**Stated task:**
From the line containing "wooden door, one" to the end of the listing, write out every line exactly; leave out everything else.
* Start Given information *
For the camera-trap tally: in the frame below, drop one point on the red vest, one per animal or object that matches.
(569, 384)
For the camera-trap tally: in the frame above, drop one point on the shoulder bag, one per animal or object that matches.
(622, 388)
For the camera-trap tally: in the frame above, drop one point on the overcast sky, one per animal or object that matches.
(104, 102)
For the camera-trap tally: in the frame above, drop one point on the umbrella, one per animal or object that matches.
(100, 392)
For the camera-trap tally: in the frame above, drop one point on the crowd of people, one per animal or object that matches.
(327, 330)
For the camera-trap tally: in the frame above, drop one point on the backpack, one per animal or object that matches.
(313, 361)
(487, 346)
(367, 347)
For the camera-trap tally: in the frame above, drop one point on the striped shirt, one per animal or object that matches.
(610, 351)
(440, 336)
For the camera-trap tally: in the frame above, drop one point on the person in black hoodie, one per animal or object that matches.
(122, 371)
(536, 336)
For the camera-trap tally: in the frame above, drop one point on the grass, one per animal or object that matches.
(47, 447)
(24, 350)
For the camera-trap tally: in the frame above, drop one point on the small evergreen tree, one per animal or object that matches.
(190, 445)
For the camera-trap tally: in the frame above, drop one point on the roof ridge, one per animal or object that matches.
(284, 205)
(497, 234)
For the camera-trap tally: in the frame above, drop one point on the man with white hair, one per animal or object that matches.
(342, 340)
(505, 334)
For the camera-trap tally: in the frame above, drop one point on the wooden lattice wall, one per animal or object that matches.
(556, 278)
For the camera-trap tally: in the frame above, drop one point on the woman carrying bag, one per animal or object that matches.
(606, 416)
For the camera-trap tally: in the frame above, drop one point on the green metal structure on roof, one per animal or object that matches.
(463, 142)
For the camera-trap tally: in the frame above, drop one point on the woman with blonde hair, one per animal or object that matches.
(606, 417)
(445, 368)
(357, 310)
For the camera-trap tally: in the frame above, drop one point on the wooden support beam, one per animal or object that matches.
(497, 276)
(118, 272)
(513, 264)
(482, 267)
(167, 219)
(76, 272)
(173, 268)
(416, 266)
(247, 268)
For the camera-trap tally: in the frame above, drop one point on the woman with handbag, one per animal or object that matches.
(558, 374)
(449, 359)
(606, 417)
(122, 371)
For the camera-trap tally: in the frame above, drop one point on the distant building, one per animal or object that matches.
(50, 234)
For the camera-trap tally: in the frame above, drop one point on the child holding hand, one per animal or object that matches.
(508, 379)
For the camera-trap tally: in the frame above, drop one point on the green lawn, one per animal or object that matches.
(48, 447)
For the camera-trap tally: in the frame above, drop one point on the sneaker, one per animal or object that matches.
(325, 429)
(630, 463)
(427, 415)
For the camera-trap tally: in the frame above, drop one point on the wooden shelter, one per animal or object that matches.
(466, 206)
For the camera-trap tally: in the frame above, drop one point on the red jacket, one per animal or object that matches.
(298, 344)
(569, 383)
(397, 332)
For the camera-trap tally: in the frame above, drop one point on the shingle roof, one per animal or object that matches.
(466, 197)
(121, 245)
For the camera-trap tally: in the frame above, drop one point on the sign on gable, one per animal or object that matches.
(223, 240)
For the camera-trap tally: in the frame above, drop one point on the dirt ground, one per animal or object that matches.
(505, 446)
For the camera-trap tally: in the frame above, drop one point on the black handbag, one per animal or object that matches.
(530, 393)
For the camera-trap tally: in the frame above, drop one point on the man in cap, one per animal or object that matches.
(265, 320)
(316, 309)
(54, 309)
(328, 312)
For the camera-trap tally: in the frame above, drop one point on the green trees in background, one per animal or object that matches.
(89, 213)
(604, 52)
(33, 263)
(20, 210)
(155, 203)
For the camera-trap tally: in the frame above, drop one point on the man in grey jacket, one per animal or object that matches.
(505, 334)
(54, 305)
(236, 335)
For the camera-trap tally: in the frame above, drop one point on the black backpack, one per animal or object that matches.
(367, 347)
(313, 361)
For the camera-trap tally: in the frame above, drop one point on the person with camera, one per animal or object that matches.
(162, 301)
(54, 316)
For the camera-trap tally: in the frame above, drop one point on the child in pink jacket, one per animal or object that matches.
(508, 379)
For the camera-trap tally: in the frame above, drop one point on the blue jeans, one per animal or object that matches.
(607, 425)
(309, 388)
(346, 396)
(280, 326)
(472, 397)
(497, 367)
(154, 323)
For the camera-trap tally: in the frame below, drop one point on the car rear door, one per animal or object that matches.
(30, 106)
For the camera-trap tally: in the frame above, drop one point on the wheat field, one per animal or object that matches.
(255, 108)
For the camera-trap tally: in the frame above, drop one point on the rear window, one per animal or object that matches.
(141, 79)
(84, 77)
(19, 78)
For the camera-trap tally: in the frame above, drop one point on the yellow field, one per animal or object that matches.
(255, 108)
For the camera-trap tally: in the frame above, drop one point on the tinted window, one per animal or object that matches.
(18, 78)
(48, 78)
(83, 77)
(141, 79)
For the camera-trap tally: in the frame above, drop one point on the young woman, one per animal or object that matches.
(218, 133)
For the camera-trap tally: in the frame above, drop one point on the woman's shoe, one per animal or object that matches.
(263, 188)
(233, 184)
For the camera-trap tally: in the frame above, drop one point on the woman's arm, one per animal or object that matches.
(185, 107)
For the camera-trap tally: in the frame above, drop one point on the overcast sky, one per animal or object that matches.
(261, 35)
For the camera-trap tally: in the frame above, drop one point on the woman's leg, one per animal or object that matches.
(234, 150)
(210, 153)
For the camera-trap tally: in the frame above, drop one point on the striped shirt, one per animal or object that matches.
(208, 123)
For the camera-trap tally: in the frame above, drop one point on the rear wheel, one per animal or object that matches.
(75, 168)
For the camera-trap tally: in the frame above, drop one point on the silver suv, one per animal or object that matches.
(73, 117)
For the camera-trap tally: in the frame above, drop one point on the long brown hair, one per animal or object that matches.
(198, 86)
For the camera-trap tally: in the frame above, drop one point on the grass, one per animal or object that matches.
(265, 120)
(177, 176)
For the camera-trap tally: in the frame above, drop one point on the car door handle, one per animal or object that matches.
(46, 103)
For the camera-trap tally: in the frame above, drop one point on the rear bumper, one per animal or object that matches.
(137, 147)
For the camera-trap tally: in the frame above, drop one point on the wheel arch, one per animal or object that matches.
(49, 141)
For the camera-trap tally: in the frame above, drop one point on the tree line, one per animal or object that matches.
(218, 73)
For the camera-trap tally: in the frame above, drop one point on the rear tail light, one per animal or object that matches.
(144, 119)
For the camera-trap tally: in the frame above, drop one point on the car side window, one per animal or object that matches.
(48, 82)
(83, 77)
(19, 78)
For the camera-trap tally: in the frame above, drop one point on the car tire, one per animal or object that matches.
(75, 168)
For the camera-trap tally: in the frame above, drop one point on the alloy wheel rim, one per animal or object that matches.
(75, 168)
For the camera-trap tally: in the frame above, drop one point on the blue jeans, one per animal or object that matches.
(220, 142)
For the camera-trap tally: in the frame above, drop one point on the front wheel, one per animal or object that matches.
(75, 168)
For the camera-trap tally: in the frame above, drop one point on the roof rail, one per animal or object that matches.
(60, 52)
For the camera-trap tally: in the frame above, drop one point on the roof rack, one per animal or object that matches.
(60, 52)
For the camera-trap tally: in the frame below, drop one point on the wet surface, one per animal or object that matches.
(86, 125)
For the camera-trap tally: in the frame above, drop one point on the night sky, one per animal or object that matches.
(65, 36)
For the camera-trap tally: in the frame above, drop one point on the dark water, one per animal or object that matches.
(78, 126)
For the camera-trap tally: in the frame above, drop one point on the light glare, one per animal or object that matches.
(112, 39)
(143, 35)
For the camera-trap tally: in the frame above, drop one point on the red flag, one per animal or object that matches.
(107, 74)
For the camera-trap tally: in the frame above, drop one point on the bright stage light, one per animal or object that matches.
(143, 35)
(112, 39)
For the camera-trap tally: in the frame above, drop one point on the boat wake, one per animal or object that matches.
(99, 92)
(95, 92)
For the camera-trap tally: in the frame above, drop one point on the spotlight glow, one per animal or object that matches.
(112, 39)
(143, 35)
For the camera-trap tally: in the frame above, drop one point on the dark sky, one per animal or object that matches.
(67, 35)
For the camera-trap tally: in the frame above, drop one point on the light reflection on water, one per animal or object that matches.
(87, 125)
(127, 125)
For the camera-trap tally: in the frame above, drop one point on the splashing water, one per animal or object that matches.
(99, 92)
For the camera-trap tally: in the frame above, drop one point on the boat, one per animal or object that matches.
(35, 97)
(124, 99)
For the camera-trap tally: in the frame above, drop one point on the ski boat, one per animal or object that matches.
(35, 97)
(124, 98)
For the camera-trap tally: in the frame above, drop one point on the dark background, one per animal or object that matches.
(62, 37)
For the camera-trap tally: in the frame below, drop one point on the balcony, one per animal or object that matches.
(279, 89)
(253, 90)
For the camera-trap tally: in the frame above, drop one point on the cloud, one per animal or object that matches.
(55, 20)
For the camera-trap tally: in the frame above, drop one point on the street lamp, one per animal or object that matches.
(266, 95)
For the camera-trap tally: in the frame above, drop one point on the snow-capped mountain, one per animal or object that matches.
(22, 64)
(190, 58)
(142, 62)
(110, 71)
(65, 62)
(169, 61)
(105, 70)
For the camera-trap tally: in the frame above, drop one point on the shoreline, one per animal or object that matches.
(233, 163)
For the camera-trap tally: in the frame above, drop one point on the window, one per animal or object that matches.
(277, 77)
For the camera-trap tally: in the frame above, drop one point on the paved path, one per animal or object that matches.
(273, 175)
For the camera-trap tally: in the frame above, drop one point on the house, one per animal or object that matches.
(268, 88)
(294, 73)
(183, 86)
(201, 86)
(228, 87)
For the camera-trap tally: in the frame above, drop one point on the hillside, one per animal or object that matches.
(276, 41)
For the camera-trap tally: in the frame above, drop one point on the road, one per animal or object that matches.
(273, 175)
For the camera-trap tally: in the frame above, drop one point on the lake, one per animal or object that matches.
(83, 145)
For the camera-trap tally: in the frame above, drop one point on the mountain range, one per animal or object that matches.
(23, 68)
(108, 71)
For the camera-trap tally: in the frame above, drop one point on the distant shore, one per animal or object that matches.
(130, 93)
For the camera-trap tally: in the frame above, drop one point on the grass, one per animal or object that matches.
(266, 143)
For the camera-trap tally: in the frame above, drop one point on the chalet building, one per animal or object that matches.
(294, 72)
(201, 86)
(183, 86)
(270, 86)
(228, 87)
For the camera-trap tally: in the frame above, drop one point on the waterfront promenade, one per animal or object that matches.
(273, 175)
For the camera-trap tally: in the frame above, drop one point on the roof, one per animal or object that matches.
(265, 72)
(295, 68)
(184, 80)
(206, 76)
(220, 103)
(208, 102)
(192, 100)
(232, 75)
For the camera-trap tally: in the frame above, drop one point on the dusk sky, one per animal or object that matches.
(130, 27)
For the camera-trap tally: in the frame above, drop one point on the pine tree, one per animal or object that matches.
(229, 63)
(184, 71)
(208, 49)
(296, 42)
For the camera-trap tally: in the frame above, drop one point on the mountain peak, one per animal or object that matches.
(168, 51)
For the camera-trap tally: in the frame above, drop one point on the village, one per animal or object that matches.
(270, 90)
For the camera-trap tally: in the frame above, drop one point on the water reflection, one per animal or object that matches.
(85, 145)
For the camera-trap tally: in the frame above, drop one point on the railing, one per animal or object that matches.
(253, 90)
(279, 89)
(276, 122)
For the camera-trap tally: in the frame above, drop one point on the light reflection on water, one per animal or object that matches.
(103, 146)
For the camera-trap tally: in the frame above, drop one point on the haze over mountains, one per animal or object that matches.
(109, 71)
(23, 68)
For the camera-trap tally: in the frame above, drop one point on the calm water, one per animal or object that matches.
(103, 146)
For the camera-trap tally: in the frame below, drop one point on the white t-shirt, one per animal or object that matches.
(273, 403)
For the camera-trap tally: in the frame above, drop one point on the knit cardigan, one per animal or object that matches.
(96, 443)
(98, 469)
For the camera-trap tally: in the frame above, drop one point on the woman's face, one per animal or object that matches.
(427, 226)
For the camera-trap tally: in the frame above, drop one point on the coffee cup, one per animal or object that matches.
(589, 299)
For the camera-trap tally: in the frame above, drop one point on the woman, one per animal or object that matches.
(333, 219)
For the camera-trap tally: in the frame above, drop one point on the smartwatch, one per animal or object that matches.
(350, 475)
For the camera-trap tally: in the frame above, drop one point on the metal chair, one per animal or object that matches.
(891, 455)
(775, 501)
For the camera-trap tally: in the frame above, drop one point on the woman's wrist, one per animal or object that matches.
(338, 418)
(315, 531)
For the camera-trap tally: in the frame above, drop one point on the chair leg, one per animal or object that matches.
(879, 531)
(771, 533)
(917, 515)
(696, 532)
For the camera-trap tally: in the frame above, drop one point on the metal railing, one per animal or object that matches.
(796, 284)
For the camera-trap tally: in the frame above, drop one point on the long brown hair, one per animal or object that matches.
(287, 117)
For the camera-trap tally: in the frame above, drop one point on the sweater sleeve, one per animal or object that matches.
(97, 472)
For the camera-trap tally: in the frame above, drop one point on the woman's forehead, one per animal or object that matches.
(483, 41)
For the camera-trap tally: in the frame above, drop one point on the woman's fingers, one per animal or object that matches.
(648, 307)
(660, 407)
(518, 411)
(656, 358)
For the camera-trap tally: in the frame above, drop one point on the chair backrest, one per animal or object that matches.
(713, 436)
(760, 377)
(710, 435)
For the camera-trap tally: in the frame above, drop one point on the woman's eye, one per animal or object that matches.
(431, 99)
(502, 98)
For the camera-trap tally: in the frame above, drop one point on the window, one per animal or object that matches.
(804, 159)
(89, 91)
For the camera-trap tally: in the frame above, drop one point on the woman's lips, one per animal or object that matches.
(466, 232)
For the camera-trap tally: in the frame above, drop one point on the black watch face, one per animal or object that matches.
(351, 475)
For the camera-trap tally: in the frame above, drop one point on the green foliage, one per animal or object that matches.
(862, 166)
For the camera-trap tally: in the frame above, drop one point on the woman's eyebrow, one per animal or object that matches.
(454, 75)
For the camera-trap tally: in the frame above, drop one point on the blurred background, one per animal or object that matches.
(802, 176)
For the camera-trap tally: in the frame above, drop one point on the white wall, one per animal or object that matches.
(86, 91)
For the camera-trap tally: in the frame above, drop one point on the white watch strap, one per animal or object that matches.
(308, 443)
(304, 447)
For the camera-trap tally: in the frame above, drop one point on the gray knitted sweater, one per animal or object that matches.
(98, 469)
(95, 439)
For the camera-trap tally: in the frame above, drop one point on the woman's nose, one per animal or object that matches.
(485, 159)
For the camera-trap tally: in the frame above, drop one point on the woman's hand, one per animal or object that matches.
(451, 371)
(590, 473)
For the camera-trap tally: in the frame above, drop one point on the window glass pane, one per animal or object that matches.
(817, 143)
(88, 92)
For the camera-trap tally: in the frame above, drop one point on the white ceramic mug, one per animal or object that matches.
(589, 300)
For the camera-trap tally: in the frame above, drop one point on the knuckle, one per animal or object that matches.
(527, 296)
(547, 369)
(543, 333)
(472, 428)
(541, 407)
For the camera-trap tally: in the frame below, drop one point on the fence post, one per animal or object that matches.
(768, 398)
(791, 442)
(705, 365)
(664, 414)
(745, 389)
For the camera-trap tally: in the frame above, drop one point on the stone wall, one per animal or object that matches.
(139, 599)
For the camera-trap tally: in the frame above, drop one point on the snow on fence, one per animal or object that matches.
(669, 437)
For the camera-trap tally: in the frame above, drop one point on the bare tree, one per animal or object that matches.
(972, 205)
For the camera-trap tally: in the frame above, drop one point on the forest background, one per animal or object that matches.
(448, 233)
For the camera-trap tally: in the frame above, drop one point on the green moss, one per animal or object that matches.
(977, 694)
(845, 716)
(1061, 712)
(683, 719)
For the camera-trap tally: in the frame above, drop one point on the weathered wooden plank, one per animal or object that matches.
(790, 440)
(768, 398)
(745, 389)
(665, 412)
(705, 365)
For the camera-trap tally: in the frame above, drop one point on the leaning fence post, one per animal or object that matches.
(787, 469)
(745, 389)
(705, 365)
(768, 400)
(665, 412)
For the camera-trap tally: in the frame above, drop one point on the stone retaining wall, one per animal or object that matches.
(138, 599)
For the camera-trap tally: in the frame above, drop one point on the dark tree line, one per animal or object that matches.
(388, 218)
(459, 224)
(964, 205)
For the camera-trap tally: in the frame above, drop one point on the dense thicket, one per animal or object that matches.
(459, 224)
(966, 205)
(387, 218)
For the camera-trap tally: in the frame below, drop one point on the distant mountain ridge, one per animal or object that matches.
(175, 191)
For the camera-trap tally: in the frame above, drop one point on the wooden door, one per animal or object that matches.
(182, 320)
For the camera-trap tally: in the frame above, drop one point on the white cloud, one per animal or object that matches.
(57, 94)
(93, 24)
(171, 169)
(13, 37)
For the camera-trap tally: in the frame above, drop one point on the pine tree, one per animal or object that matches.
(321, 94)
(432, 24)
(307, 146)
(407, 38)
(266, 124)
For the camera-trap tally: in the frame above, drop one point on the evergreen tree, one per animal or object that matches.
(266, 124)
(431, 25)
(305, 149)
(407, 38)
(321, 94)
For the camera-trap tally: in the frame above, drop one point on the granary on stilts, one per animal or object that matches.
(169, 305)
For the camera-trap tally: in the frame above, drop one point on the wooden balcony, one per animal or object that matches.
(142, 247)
* End Given information *
**Exercise output:**
For the camera-trap tally: in the frame above, drop one point on the wooden door, one per animal or object that matches.
(182, 320)
For the camera-trap tally: in the frame above, drop one point on the white cloud, one per animal or object that matches.
(57, 94)
(93, 24)
(171, 169)
(13, 37)
For the camera-trap tally: in the frame above, drop one point on the pine tree, one per animal or object that matches.
(321, 94)
(432, 24)
(307, 146)
(407, 38)
(266, 124)
For the camera-trap tally: in the frame above, drop one point on the evergreen tree, one per animal or object that matches.
(266, 124)
(431, 25)
(305, 149)
(407, 38)
(321, 94)
For the camera-trap tally: in the frame above, drop one point on the granary on stilts, one per animal or object that matches.
(169, 305)
For the camera-trap tally: in the frame above, drop one point on the wooden balcony, one per animal or object that matches.
(142, 247)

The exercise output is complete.